* [Items from a data source]:

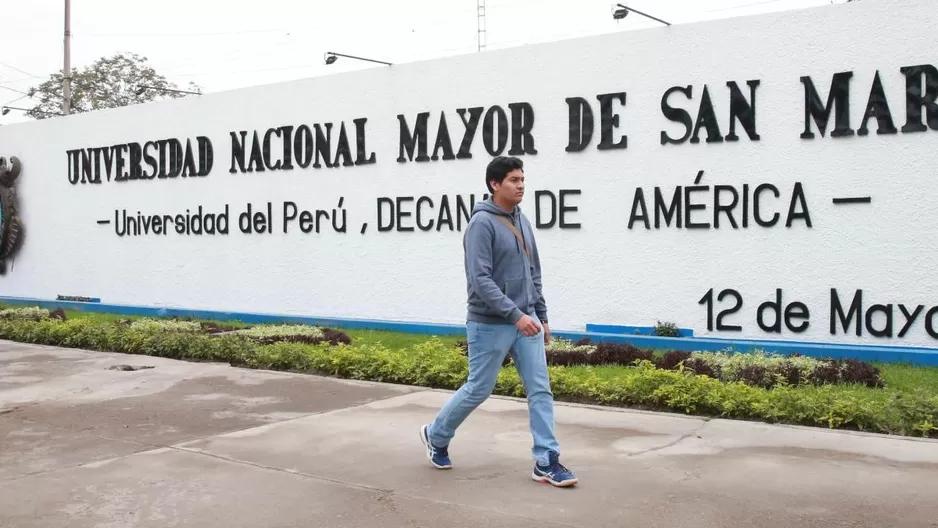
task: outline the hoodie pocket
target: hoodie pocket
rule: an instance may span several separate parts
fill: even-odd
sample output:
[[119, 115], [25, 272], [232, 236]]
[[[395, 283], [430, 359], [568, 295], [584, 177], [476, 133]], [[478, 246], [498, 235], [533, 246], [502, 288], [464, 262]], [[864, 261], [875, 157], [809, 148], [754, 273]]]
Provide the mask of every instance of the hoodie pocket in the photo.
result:
[[508, 279], [505, 281], [505, 295], [511, 299], [523, 312], [528, 307], [528, 285], [525, 279]]

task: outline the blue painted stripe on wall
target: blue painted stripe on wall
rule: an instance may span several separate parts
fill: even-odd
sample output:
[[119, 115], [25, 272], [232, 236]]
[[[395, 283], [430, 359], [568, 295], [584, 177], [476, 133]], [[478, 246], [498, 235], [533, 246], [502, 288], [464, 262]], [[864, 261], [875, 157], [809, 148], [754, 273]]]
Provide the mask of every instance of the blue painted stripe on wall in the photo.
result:
[[[13, 305], [42, 306], [44, 308], [73, 309], [84, 312], [113, 313], [128, 316], [147, 317], [194, 317], [200, 319], [214, 319], [219, 321], [238, 320], [249, 324], [262, 323], [295, 323], [340, 328], [389, 330], [395, 332], [431, 334], [431, 335], [464, 335], [465, 326], [446, 323], [418, 323], [405, 321], [382, 321], [372, 319], [345, 319], [330, 317], [292, 316], [280, 314], [242, 313], [216, 310], [192, 310], [186, 308], [161, 308], [151, 306], [131, 306], [119, 304], [98, 304], [71, 301], [53, 301], [44, 299], [31, 299], [22, 297], [3, 297], [0, 302]], [[816, 343], [805, 341], [772, 341], [760, 339], [723, 339], [713, 337], [658, 337], [646, 335], [630, 335], [620, 333], [603, 333], [590, 331], [563, 331], [553, 330], [555, 337], [576, 341], [589, 338], [594, 343], [630, 343], [640, 348], [677, 349], [719, 351], [733, 350], [736, 352], [752, 352], [764, 350], [779, 354], [799, 354], [811, 357], [855, 358], [864, 361], [911, 363], [916, 365], [938, 366], [938, 348], [928, 347], [901, 347], [879, 345], [847, 345], [832, 343]]]
[[[653, 335], [655, 327], [587, 323], [586, 331], [598, 334]], [[694, 330], [691, 328], [678, 328], [677, 331], [681, 337], [693, 337], [694, 335]]]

* [Task]:
Give back an exact reproduction of the entries, with all pictures excluded.

* [Result of this task]:
task: outline the hoodie pocket
target: hoodie pocket
rule: an instance may span several separate parts
fill: even-odd
sample output:
[[119, 115], [25, 272], [232, 236]]
[[[395, 283], [430, 359], [568, 295], [584, 177], [476, 133]], [[478, 246], [498, 235], [533, 246], [502, 288], [464, 262]], [[864, 261], [875, 157], [809, 148], [754, 273]]]
Provide the mask of every instance of the hoodie pocket in the photo.
result:
[[508, 279], [505, 281], [505, 295], [511, 299], [523, 312], [528, 307], [528, 285], [525, 279]]

task: outline the blue painted stripe on wall
target: blue painted stripe on wall
rule: an instance may span several separate parts
fill: even-odd
sample output:
[[119, 115], [25, 272], [232, 236]]
[[[395, 283], [430, 359], [568, 295], [584, 177], [476, 133]], [[478, 246], [498, 235], [533, 246], [502, 288], [464, 262]], [[864, 261], [875, 157], [809, 148], [754, 273]]]
Provide the mask of every instance of the blue painted stripe on wall in the photo.
result:
[[[13, 305], [42, 306], [44, 308], [73, 309], [84, 312], [113, 313], [128, 316], [147, 317], [194, 317], [200, 319], [214, 319], [219, 321], [238, 320], [249, 324], [262, 323], [295, 323], [340, 328], [389, 330], [395, 332], [431, 334], [431, 335], [464, 335], [465, 326], [446, 323], [418, 323], [405, 321], [382, 321], [372, 319], [345, 319], [330, 317], [292, 316], [280, 314], [242, 313], [216, 310], [192, 310], [186, 308], [161, 308], [151, 306], [131, 306], [119, 304], [98, 304], [71, 301], [53, 301], [44, 299], [31, 299], [22, 297], [3, 297], [0, 302]], [[816, 343], [805, 341], [772, 341], [760, 339], [723, 339], [713, 337], [658, 337], [646, 335], [630, 335], [620, 333], [603, 333], [590, 331], [563, 331], [553, 330], [555, 337], [576, 341], [589, 338], [594, 343], [630, 343], [640, 348], [677, 349], [719, 351], [733, 350], [736, 352], [752, 352], [764, 350], [779, 354], [799, 354], [811, 357], [855, 358], [864, 361], [911, 363], [916, 365], [938, 366], [938, 348], [928, 347], [901, 347], [879, 345], [847, 345], [832, 343]]]
[[[653, 335], [655, 327], [587, 323], [586, 331], [598, 334]], [[694, 330], [691, 328], [678, 328], [677, 331], [681, 337], [693, 337], [694, 335]]]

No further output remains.